Short exercise: Copy the material from its start through the line containing "[150,207,181,269]", swapping "mark" for "outline" and leaving everything else unchanged.

Supplied data:
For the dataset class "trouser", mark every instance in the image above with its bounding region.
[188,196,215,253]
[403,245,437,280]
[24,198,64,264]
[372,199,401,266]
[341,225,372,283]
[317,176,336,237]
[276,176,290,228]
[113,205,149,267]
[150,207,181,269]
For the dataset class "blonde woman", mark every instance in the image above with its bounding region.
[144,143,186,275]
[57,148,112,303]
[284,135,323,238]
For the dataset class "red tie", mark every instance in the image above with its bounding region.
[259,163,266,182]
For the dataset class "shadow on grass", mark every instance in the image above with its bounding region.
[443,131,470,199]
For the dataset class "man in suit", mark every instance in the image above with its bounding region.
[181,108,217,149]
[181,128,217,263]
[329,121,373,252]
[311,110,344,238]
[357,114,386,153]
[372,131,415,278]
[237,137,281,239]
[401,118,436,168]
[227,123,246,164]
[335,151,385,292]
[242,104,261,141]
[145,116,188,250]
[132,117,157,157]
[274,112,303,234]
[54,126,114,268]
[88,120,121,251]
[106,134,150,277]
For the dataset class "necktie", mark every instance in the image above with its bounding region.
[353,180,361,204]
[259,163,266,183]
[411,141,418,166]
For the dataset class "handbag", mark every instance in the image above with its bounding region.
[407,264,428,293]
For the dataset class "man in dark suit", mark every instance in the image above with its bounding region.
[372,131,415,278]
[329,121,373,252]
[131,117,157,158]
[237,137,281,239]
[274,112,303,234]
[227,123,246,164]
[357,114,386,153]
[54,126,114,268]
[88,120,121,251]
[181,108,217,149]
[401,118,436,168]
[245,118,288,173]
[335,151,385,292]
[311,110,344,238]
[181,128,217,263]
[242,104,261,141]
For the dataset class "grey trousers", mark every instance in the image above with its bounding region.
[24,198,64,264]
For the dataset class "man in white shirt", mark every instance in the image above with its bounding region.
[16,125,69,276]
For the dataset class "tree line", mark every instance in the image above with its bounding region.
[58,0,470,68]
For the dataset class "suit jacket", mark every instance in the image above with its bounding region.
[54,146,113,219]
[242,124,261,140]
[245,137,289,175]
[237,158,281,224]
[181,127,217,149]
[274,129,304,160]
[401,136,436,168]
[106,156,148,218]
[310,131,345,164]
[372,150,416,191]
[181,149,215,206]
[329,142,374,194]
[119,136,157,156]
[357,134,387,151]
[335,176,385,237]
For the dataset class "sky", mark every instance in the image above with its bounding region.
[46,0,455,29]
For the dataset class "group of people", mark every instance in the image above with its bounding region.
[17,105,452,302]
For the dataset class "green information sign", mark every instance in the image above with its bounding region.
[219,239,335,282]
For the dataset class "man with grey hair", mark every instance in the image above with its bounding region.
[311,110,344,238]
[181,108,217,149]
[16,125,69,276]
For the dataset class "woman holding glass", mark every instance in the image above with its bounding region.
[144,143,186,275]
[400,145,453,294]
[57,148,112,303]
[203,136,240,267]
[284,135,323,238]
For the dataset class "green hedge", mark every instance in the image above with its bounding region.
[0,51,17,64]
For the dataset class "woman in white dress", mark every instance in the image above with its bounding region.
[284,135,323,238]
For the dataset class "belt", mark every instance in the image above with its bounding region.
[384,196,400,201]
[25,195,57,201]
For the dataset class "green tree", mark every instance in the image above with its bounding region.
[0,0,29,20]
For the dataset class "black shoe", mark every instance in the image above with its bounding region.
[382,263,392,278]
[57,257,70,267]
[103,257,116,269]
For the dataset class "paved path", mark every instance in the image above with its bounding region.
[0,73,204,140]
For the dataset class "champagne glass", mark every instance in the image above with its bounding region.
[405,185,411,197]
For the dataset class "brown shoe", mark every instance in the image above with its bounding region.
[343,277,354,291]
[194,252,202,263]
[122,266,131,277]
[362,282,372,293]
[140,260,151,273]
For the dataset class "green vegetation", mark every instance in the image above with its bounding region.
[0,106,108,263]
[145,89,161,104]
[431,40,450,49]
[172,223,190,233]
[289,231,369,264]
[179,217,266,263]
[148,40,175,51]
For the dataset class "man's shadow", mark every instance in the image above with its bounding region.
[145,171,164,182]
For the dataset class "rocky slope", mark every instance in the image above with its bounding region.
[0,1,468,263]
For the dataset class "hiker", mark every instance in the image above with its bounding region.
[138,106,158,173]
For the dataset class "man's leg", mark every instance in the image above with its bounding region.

Solution to this problem:
For the dataset class "trouser", outline every instance in the image above with its bounding region.
[188,196,215,253]
[403,245,437,280]
[24,198,64,264]
[372,199,401,266]
[341,225,372,283]
[317,176,336,237]
[276,176,290,228]
[113,205,149,267]
[150,207,181,269]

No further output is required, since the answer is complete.